— PROMPT —
Starting with the first line and ending with the last, transcribe the data exactly.

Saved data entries
════════
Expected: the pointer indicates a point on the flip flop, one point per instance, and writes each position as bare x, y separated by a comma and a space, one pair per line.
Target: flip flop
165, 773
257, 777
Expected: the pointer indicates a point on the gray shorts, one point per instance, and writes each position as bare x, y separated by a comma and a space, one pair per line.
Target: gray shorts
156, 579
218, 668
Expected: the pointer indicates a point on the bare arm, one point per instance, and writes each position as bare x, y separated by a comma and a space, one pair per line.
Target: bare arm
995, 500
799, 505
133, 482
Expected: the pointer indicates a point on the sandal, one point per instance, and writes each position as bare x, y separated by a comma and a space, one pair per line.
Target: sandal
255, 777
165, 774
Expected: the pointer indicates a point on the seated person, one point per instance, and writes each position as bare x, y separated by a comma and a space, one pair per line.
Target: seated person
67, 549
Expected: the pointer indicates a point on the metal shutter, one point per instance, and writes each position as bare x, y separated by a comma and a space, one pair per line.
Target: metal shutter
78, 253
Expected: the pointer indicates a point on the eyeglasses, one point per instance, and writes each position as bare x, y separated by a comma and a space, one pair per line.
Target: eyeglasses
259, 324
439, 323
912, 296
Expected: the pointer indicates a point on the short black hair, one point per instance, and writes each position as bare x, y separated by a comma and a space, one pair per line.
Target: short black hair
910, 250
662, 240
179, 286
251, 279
════════
— ANSWER AREA —
Expected: the pointer indicates a point on the flip flop, one point per instance, and writes each position as bare x, y separated by a comma and a space, one pair per line.
Target: flip flop
165, 773
257, 777
Expected: the pointer indicates a point on the gray shorts, one point per instance, and writes each position as bare x, y separated by a comma and a space, one pair per line.
Target: gray shorts
156, 579
218, 668
Expected: the pointer indicates a point on the bare arm, one point per instance, and writes each position as bare x, y separated by a comma and a space, one pair per line.
Target: bare arm
995, 500
799, 505
133, 482
Expected: the pointer indicates a point on the sandal, one point per instance, and writes each position as bare x, y separated by a comma and a space, one pair per line.
Target: sandal
255, 777
165, 774
Expected: the pointer indicates a point on the seated person, one point per instance, and writes each position as bare x, y separated by a comma and a space, one pair per line.
Target: seated person
67, 549
Expected: the pointer indicates a point on the metal shutter, one point per instance, and writes each position as bare x, y separated by a comma and a space, one pair per line.
Target: metal shutter
78, 253
Expected: the pointer indicates a point on the eyeglasses, one point per instance, and writes each position as bare x, y separated by a comma and a space, one pair per line.
Target: eyeglasses
259, 324
439, 323
912, 296
Expected: the pointer indicates a point on the short black hair, one point per instance, and writes each position as bare x, y separated by a comma and a space, one pair per line.
Target: short black hair
910, 250
662, 240
179, 286
251, 279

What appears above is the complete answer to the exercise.